Challenges —
1) In the configuration notes, which character is not allowed in the DBPASSWORD value?
2) Please rewrite the listing from the line with "the pink lips?" up to and including the line with "[165,438,276,476]", changing "painted" to "drawn" and leaving everything else the same.

Selected extract —
The following options are useful for pre-populating a fresh configuration with particular values. These environment variables are effective only during an initial run of the Docker container, when a configuration file does not already exist. If you are using persistent volumes, or you have set the options above for S3/Azure blob storage and a configuration file exists in your cloud storage, the values in that configuration file will take precedence over any values you specify in env.list.

  • DBHOST: The hostname of the PostgreSQL server. Keep undefined or set to null in order to use the PostgreSQL server on the same host. This environment variable, along with others that begin with DB, populates values in db section of the configuration file.
  • DBNAME: The name of the PostgreSQL database. The default is docassemble.
  • DBUSER: The username for connecting to the PostgreSQL server. The default is docassemble.
  • DBPASSWORD: The password for connecting to the SQL server. The default is abc123. The password cannot contain the character #.
  • DBPREFIX: This sets the prefix for the database specifier. The default is postgresql+psycopg2://.
  • DBPORT: This sets the port that docassemble will use to access the SQL server. If you are using the default port for your database backend, you do not need to set this.
  • DBTABLEPREFIX: This allows multiple separate docassemble implementations to share the same SQL database. The value is a prefix to be added to each table in the database.
  • EC2: Set this to True if you are running Docker on EC2. This tells docassemble that it can use an EC2-specific method of determining the hostname of the server on which it is running. See the ec2 configuration directive.

Data supplied —
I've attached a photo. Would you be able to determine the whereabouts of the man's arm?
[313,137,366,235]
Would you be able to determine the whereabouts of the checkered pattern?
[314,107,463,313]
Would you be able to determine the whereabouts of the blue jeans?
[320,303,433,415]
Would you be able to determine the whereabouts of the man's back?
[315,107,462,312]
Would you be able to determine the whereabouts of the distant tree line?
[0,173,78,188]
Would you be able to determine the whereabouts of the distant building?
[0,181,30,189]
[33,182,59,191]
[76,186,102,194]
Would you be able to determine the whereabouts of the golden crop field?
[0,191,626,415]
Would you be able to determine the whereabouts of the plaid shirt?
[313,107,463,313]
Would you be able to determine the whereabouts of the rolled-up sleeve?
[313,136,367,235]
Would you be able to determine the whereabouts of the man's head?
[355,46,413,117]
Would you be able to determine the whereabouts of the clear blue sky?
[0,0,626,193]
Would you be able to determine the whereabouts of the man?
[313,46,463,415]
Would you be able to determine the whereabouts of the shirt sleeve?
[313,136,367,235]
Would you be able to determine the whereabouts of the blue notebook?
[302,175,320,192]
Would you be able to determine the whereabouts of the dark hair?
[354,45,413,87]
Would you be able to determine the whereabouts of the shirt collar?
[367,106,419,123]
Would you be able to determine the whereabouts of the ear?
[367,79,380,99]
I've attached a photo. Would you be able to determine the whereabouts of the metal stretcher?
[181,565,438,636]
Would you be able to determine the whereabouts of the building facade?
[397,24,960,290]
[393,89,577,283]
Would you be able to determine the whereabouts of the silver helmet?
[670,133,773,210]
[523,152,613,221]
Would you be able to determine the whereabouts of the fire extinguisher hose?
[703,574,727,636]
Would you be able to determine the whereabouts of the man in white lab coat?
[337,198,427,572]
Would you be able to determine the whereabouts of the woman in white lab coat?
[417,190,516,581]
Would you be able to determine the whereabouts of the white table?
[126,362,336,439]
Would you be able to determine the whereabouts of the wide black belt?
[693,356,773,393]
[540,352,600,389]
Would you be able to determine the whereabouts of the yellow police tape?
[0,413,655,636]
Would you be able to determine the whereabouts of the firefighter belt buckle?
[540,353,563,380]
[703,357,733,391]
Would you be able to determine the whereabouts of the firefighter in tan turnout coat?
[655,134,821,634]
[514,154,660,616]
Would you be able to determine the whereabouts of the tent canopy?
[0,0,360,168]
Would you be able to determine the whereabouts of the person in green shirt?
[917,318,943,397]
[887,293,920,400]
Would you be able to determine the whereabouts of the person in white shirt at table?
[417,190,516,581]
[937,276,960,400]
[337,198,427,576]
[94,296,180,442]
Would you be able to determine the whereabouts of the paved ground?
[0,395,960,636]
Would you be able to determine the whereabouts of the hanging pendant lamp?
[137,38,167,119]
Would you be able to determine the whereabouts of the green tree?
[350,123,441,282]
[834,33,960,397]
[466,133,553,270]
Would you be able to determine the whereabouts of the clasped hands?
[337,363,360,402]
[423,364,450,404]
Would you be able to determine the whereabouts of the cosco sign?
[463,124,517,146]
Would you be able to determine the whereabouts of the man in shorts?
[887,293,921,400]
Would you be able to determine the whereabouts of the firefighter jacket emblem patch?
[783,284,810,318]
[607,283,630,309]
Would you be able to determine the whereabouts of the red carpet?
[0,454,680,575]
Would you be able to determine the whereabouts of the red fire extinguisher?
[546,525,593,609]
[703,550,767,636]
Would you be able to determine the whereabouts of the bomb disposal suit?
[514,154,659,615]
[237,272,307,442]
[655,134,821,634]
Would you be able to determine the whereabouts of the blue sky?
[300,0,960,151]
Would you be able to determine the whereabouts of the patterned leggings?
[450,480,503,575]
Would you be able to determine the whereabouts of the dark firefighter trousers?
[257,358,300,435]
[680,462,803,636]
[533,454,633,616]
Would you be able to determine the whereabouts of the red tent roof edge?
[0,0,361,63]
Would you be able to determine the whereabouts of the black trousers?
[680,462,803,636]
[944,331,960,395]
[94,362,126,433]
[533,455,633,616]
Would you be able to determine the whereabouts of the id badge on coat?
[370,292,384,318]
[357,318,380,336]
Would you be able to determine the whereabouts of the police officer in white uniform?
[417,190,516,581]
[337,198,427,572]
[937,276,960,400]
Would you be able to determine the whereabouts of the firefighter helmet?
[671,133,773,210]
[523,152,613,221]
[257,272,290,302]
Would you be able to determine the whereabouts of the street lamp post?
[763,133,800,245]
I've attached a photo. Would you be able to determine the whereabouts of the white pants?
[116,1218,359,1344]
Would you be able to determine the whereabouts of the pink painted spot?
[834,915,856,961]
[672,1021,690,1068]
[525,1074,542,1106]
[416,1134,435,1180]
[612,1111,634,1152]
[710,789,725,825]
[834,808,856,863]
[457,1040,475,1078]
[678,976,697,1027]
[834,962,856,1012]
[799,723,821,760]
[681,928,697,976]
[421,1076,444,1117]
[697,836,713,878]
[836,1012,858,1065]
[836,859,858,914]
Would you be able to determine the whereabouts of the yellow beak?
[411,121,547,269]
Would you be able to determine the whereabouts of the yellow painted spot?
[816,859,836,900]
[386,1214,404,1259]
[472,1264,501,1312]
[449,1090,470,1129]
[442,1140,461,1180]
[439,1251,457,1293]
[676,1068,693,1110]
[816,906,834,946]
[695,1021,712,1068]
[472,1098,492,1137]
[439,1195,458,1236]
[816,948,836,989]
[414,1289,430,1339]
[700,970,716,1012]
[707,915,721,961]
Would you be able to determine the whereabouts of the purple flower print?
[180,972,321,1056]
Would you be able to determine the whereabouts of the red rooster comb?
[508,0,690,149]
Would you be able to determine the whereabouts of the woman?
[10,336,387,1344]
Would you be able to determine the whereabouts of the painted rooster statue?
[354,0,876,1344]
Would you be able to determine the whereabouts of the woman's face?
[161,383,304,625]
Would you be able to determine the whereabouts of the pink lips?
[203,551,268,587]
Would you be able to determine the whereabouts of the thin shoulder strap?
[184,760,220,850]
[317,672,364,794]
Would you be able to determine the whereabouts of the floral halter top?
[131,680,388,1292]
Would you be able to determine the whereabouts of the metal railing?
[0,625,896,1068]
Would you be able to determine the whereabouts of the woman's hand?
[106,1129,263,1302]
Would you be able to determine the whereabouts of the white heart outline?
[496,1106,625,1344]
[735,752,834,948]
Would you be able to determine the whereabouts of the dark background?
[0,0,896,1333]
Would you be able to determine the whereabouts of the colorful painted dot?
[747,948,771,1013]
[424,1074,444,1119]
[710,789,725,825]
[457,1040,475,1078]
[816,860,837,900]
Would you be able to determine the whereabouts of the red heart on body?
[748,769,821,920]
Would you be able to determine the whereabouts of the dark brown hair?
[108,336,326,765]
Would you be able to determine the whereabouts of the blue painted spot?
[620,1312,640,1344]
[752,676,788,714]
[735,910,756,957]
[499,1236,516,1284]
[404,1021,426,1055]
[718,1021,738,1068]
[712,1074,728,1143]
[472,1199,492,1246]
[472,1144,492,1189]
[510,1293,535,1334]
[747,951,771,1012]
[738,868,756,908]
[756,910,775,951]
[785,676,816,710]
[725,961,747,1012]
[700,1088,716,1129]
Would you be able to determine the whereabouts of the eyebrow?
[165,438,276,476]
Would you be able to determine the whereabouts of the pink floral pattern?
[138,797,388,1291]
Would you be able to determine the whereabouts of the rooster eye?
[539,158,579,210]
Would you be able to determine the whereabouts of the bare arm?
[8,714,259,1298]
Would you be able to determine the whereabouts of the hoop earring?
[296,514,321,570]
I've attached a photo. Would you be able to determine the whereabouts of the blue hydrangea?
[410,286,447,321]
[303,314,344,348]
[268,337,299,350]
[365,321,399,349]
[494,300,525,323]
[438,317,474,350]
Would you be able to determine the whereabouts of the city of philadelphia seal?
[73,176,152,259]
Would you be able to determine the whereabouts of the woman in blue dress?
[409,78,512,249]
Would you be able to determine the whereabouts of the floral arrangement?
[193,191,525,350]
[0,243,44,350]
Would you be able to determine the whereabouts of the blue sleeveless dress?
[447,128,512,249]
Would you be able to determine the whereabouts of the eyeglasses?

The answers —
1) The character #.

2)
Would you be able to determine the whereabouts of the pink lips?
[203,551,268,587]
Would you be able to determine the whereabouts of the thin shoulder strap?
[184,760,220,850]
[317,672,364,794]
Would you be able to determine the whereabouts of the floral halter top?
[131,680,388,1292]
Would you be able to determine the whereabouts of the metal railing?
[0,625,896,1068]
Would you be able to determine the whereabouts of the woman's hand?
[106,1129,263,1302]
Would you be able to determine the whereabouts of the white heart outline?
[496,1106,625,1344]
[735,752,834,948]
Would you be able to determine the whereabouts of the dark background?
[0,0,896,1333]
Would you be able to determine the whereabouts of the colorful drawn dot?
[747,948,771,1013]
[424,1074,444,1119]
[710,789,725,825]
[457,1040,475,1078]
[816,860,837,900]
Would you be able to determine the whereabouts of the red heart on body?
[748,769,821,920]
Would you be able to determine the whereabouts of the dark brown hair?
[108,336,326,765]
Would you be able to determine the whereabouts of the blue drawn spot?
[620,1312,640,1344]
[752,676,788,714]
[735,910,756,957]
[499,1236,516,1284]
[404,1021,426,1055]
[718,1021,738,1068]
[712,1074,728,1143]
[472,1199,492,1246]
[472,1144,492,1189]
[510,1293,535,1334]
[747,951,771,1012]
[738,868,756,908]
[756,910,775,951]
[785,676,816,710]
[725,961,747,1012]
[700,1088,716,1129]
Would you be able to determine the whereabouts of the eyebrow?
[165,438,276,476]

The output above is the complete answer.